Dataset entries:
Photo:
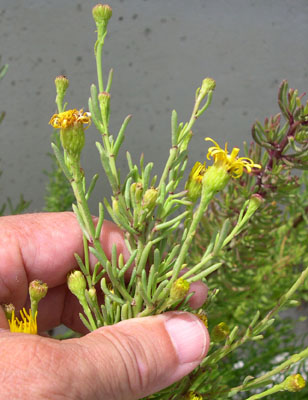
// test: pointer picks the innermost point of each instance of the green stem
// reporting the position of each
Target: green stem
(98, 56)
(206, 197)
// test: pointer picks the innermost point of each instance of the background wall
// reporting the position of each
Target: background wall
(160, 51)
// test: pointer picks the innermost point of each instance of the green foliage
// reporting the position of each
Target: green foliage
(248, 242)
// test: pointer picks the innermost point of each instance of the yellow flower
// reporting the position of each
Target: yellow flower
(27, 324)
(234, 166)
(71, 124)
(294, 383)
(69, 119)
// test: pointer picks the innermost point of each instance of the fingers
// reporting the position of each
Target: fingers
(126, 361)
(42, 246)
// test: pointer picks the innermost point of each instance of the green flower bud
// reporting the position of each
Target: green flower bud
(77, 284)
(194, 182)
(254, 203)
(136, 191)
(193, 396)
(37, 290)
(101, 13)
(179, 290)
(203, 317)
(92, 294)
(61, 83)
(294, 383)
(220, 332)
(301, 136)
(149, 198)
(207, 85)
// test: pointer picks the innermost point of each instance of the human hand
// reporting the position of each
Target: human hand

Task item: Please retype every record shown above, exactly as written, but without pictures.

Answer:
Photo:
// test: pointer picks the innermost point of each instance of the green stem
// reporting the position of each
Target: green stem
(98, 56)
(206, 197)
// test: pointer picks the innermost point of each instance of the background wall
// reporting the position of each
Target: background wall
(160, 51)
// test: pointer picks the innermost point of each instance of the green foliage
// reporting the position of each
Target: green foliage
(248, 242)
// test: pointer picks the innermost point of each instance of the yellow flower
// reporting the position of each
Target: yellow flower
(27, 324)
(234, 166)
(71, 124)
(294, 383)
(69, 119)
// test: pointer picks the innermost point of each instance of the fingers
// reporting the position of each
Target: fingers
(126, 361)
(42, 246)
// test: pointer picks the innermost point of each instance of the green flower bud
// reporting the position of each
Target: green flower bud
(77, 284)
(194, 182)
(254, 203)
(136, 191)
(193, 396)
(37, 290)
(101, 13)
(179, 290)
(203, 317)
(92, 294)
(61, 83)
(294, 383)
(220, 332)
(301, 136)
(149, 198)
(207, 85)
// test: pointer picks the innermost point of each instance of the human hand
// reporting the position of each
Target: human hand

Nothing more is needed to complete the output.